═════ Excerpted text ═════

His team had crashed out of the World Cup less than 24 hours earlier after losing to debutants Ireland.
Ironically, part of his duties in a previous job had been to help develop the game in countries which did not play the game at elite test level. One of them was Ireland.
Born in India, Woolmer became one of the world's leading coaches on the back of a solid playing career in English county and test cricket.
A respected all rounder at first class level who played for Kent and South African provinces Natal and Western Province, Woolmer also played 19 tests and six one-day internationals for England between 1975 and 1981.
He was one of Wisden's Five Cricketers of the Year in 1976, and he scored three test centuries at an average of 33.09.
Woolmer bowled medium paced swingers and was an elegant right-handed batsman with a free-flowing, fluent flourish.
GREATER MARK But it was as a coach, after his career petered out having joined the Kerry Packer breakaway cricketing revolution during the late 1970s, that Woolmer would leave a far greater mark on the game.
He soon became recognised as one of the more free-thinking coaches, a reputation he earned first with Warwickshire and then confirmed during his five years at the helm of the South African national team.
Woolmer almost single-handedly popularised the reverse sweep and his coaching methods required players to think beyond the accepted boundaries of the game. He was one of the first coaches to take a laptop computer into the dressing room.
His attention to detail was complete. To improve his wicketkeepers, for example, he would study the way football goalkeepers moved and pass on his findings.
THREE TROPHIES Warwickshire won three of the four domestic trophies on offer in England in 1994, the same year Woolmer left the county to take up the reins with South Africa.

═════ Supplied records ═════

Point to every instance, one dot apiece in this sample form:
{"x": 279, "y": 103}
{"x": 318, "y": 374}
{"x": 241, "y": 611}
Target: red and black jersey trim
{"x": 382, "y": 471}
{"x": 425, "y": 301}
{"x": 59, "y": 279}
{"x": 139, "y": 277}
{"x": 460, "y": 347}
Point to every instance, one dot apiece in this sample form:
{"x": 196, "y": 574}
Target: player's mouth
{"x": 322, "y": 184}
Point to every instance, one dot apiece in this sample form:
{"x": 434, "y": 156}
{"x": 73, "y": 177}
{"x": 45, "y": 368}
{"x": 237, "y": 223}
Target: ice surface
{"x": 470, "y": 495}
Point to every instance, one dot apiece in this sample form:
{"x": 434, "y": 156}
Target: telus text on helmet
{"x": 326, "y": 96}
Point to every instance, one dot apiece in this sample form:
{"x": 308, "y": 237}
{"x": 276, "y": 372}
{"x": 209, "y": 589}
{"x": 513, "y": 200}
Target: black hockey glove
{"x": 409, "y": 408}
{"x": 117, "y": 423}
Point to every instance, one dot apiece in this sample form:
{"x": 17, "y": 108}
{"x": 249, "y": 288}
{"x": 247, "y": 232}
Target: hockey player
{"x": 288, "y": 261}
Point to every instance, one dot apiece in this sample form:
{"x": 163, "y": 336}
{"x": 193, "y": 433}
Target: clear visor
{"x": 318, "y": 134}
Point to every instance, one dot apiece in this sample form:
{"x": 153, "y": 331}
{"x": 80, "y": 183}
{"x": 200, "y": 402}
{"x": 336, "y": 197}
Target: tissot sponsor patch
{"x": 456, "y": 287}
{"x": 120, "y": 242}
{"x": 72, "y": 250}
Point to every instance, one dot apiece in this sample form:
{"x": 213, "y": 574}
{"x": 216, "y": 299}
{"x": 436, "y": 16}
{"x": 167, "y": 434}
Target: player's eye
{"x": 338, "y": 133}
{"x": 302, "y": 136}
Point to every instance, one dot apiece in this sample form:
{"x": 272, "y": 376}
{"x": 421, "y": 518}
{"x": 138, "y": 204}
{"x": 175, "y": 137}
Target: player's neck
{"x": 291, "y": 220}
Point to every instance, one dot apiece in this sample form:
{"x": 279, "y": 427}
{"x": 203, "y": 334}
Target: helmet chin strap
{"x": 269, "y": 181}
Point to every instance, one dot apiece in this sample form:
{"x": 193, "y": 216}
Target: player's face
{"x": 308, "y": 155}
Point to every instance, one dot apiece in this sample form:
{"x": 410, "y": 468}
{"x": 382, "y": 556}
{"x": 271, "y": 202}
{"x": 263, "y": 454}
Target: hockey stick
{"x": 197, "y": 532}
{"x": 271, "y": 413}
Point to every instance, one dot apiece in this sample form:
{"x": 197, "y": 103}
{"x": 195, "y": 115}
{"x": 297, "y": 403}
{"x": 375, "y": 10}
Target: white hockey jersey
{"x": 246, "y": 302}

═════

What the task requires
Write out the part of the Woolmer excerpt that begins at the words "His team had" and ends after the words "average of 33.09.".

Answer for the task
His team had crashed out of the World Cup less than 24 hours earlier after losing to debutants Ireland.
Ironically, part of his duties in a previous job had been to help develop the game in countries which did not play the game at elite test level. One of them was Ireland.
Born in India, Woolmer became one of the world's leading coaches on the back of a solid playing career in English county and test cricket.
A respected all rounder at first class level who played for Kent and South African provinces Natal and Western Province, Woolmer also played 19 tests and six one-day internationals for England between 1975 and 1981.
He was one of Wisden's Five Cricketers of the Year in 1976, and he scored three test centuries at an average of 33.09.